[Provided passage Boundary: Start]

R is a programming language for data management, statistical analysis, and visualisation. R is free, open source software and is one of the most popular environments for statistical computing.
Data management is about getting, cleaning, and preparing data for statistical analysis and visualisation. Tasks like filtering, summarising, mutating, and merging data and pivoting between wide and tall data formats are everyday jobs for a data manager.
Data management is for statistical analysis what tape and cover is for painting work: do it properly, or things get messy.
Traditionally, data management tasks are often ignored in statistics courses, where students are supplied with nice and clean preprepared datasets. But in practice data management tasks usually take most of the time involved in data analysis.
Many researches use point-and-click software like MS Excel, MS Access or SPSS for data management. This leads to non-reproducible, undocumented analyses that are difficult or impossible to share between researchers – not to mention publicising. With R, data management can be automated in fully reproducible, transparent and shareable ways. And when data gets updated, one only has to press a button to re-run the full analysis including outputting text, tables and figures to documents and web pages.
Data visualisation is about presenting data using graphical methods that support insight and reveal information that would otherwise be overlooked. R’s graphing capabilities are unsurpassed. With R (and a clean dataset), creating even very sophisticated plots is straightforward. Never again will you need to manually (re)format points and lines in Excel plots.
This course is for you if you want valid and reproducible results from your statistical analyses. In one day you will learn what they forgot to teach you in statistics class and what possibly got in your way or even forced you back to treacherous Excel when you started working with real-life data? (don’t click link unless you are ready for some serious Excel bashing.)
Beware that R is a full blown programming language and there will be (almost) no pointing and clicking in this course. Learning R is like learning a spoken language – you’ll quickly learn how to order two beers in a bar, but it takes years of practice to become fluent in the language. This course will teach you a bit more than ordering beers and more than enough to continue studying on your own. (Yes, you can make R order beers.)
The course is hands-on and 100% PowerPoint-free, and within the first hour you will be able to perform basic data manipulation tasks and create multivariate visualisations like this using just a few lines of R code.

[Provided passage Boundary: End]
[Entries supplied Boundary: Start]

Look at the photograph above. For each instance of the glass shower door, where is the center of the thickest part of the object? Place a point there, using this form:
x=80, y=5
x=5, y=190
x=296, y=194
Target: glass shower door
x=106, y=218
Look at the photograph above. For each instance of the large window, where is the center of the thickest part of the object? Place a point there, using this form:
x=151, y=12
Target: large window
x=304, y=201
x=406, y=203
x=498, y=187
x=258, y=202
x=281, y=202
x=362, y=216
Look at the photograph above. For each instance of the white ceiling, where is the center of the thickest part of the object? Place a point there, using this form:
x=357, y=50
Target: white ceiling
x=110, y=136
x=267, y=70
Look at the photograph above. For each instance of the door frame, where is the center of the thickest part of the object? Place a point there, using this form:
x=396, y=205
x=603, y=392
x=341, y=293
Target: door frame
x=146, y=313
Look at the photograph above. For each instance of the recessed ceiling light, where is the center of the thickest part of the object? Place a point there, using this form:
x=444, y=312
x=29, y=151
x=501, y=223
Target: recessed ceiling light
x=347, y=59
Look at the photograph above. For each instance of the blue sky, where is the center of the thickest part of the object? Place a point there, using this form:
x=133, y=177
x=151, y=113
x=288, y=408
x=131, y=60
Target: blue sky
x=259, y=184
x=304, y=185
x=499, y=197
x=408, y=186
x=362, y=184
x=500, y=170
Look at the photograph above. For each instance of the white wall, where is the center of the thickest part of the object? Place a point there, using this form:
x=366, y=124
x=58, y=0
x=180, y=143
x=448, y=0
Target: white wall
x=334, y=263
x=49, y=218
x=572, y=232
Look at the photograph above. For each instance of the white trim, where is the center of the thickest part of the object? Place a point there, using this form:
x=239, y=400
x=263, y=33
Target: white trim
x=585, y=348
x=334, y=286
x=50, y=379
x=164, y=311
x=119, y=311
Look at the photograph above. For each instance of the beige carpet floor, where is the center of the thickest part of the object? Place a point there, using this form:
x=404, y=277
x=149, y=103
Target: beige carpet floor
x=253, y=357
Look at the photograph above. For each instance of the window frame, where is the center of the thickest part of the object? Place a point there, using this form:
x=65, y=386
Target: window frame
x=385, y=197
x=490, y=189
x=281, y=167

[Entries supplied Boundary: End]

Rewrite the R course description starting at "The course is" and ending at "lines of R code.", swapping "multivariate visualisations" for "multivariate plots".

> **Answer**
The course is hands-on and 100% PowerPoint-free, and within the first hour you will be able to perform basic data manipulation tasks and create multivariate plots like this using just a few lines of R code.